▸ Given text
[Start of section]

At 13:44, the radio operator asked air traffic control for permission to land using the low frequency radio range navigation system. Gardermoen confirmed, and noted that the Skytrain was the only aircraft in the area. There was no further radio communication between the aircraft and air traffic control. The aircraft passed the radio range station, located 8 km north of the airport and a few minutes later flew into trees on the eastern face of Mistberget at an altitude of 620 m. The aircraft plowed a 100 m long section of forest before it came to a halt. At the time the aircraft was heading southwards, parallel with the face. The commission concluded that the aircraft was under pilot control at the time of impact.

The impact of the accident caused the engines to be knocked off and they slid 20 m past the airframe. Debris lay scattered in the area, with a propeller blade found 50 m away from the craft. Three of the crew members, the captain, first officer and radio operator, were killed upon impact.

Two of the passengers who were unhurt, one British and one Norwegian, walked from the wreck to the farm at Askheim, where they were able to notify about the accident by telephone. A crew of rescue workers were immediately dispatched from Gardermoen. They remained at the site for about four hours; the time was needed to get the steward free from the wreck. He and a passenger were severely injured and were freighted by car to Stensby Hospital. The rest of the passengers were able to walk by themselves and were treated for shock and cuts.

[End of section]

▸ The data
[Start of section]

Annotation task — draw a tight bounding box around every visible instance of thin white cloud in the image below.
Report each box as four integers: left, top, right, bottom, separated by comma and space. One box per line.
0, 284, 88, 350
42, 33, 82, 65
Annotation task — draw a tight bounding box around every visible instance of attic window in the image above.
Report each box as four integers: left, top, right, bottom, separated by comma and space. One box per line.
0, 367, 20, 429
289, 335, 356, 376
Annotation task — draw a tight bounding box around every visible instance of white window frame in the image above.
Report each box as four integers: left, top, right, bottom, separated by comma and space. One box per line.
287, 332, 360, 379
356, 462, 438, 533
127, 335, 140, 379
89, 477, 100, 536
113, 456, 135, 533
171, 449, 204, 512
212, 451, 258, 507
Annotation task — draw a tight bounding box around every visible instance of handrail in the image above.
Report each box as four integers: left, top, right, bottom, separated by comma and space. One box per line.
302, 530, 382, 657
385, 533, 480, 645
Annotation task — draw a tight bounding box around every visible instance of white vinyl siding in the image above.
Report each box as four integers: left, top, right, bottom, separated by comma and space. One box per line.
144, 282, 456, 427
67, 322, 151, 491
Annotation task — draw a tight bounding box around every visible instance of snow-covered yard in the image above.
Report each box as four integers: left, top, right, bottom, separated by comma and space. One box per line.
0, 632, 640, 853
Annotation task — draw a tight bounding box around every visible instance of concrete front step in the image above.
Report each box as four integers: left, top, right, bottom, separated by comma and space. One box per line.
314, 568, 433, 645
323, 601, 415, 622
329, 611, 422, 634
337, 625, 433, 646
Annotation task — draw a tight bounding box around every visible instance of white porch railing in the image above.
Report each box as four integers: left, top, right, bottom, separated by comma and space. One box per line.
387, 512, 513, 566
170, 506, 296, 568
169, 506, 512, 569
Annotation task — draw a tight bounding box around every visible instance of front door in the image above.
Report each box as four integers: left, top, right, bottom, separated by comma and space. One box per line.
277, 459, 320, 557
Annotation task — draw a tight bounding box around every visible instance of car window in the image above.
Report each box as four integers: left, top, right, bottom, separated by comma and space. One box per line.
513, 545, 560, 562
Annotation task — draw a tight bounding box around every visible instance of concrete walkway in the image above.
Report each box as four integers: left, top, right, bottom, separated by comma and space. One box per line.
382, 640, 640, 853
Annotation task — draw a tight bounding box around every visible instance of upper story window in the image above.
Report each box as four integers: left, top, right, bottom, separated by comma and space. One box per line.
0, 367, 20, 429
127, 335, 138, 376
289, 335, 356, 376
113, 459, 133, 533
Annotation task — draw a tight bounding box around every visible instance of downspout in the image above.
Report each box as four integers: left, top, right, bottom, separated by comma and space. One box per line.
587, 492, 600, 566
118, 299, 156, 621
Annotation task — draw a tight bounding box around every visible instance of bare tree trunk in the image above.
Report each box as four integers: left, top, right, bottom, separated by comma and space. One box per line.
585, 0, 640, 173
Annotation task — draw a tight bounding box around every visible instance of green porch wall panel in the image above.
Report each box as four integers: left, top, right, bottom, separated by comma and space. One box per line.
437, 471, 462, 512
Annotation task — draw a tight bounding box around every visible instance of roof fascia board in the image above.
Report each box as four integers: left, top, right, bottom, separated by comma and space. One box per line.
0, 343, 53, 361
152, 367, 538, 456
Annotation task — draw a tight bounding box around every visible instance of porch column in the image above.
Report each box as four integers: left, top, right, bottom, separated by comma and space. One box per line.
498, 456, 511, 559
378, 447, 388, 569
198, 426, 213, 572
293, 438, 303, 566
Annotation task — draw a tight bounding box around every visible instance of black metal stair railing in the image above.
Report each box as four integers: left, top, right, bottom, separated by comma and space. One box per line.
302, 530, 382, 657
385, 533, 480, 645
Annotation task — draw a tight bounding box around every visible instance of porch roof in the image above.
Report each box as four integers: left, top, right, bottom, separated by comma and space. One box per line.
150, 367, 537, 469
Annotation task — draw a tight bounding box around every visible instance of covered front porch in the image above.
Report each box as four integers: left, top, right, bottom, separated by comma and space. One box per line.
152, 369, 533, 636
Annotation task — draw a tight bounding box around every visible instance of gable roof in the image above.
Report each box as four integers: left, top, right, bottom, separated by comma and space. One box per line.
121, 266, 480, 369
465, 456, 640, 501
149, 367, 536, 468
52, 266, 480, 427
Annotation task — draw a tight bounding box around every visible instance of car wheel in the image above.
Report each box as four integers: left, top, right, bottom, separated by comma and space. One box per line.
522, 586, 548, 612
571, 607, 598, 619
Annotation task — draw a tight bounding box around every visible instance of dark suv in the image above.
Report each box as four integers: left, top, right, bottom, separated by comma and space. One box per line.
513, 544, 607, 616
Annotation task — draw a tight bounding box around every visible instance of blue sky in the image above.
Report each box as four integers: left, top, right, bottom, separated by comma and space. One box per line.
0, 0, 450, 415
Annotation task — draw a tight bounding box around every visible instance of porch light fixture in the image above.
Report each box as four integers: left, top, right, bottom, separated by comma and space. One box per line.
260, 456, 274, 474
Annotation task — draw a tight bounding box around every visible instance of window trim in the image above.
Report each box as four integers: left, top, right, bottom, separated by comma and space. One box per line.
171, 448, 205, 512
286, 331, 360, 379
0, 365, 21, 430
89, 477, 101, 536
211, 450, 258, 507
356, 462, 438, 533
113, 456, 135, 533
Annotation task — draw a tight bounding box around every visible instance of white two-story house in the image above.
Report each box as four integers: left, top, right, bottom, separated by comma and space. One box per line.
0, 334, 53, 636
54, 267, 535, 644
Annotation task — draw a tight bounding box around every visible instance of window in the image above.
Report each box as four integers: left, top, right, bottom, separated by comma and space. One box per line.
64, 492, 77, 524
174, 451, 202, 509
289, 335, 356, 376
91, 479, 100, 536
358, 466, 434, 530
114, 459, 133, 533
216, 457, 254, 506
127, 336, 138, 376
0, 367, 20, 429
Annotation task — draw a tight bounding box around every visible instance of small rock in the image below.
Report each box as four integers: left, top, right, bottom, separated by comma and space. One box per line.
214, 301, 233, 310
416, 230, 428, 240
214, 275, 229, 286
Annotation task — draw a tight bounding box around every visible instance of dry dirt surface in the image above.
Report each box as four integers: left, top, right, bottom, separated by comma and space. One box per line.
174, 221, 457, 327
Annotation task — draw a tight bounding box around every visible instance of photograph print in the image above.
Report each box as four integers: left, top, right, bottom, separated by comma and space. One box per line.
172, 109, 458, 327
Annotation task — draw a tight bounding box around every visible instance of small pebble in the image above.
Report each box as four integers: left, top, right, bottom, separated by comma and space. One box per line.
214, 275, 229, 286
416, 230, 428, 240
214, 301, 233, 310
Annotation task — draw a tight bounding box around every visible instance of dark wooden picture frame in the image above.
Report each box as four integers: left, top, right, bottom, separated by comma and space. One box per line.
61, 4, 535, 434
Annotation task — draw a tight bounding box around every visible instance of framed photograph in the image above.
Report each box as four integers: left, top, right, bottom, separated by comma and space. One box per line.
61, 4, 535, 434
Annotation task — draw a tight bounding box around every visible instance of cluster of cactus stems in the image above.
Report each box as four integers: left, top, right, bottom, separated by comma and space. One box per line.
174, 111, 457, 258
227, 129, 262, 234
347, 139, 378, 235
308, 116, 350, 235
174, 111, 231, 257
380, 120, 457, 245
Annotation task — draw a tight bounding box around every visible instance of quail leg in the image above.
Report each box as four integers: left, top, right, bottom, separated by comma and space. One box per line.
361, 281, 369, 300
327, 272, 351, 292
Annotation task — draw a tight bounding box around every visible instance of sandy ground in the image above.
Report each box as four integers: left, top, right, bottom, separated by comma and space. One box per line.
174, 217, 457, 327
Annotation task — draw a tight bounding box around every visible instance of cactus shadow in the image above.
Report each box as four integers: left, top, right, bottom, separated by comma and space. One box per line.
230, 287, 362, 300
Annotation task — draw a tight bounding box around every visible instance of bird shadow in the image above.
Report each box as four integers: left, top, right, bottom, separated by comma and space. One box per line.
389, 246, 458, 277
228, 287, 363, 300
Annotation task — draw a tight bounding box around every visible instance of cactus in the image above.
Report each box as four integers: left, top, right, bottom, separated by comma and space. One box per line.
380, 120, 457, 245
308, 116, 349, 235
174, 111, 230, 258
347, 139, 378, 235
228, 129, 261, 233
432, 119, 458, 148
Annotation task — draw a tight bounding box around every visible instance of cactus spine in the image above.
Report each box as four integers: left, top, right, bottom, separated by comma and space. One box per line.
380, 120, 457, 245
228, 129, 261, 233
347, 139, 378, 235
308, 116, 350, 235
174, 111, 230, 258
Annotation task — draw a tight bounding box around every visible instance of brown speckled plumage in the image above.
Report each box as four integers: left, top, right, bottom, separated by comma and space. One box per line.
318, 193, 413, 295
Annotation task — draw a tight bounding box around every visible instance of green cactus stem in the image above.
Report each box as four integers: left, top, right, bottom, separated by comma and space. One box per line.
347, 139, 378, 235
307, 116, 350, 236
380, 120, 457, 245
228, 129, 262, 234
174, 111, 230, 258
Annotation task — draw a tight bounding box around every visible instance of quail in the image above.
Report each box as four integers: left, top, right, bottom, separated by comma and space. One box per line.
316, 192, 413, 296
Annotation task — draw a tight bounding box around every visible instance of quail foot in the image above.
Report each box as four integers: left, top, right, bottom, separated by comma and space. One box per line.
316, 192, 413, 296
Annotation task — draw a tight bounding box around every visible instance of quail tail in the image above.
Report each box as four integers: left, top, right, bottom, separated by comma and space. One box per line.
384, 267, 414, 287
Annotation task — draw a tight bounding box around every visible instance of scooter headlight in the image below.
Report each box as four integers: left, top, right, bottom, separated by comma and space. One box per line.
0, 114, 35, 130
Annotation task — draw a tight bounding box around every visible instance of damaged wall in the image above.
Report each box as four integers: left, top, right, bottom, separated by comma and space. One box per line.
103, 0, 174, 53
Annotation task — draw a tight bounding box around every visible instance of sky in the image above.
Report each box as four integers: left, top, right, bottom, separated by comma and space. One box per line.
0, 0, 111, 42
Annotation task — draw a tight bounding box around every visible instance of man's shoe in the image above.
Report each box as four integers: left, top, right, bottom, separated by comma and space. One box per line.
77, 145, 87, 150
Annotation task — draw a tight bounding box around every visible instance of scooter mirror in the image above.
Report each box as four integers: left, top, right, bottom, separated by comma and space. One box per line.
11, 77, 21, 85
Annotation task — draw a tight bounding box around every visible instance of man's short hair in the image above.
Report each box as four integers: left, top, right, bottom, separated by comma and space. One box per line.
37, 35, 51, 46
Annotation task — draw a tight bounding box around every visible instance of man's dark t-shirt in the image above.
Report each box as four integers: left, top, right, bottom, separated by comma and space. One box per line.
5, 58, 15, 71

[End of section]

▸ Instructions to follow
Reproduce the part of the Skytrain crash account that begins at the words "Two of the passengers" and stops after "shock and cuts.".

▸ Response to the task
Two of the passengers who were unhurt, one British and one Norwegian, walked from the wreck to the farm at Askheim, where they were able to notify about the accident by telephone. A crew of rescue workers were immediately dispatched from Gardermoen. They remained at the site for about four hours; the time was needed to get the steward free from the wreck. He and a passenger were severely injured and were freighted by car to Stensby Hospital. The rest of the passengers were able to walk by themselves and were treated for shock and cuts.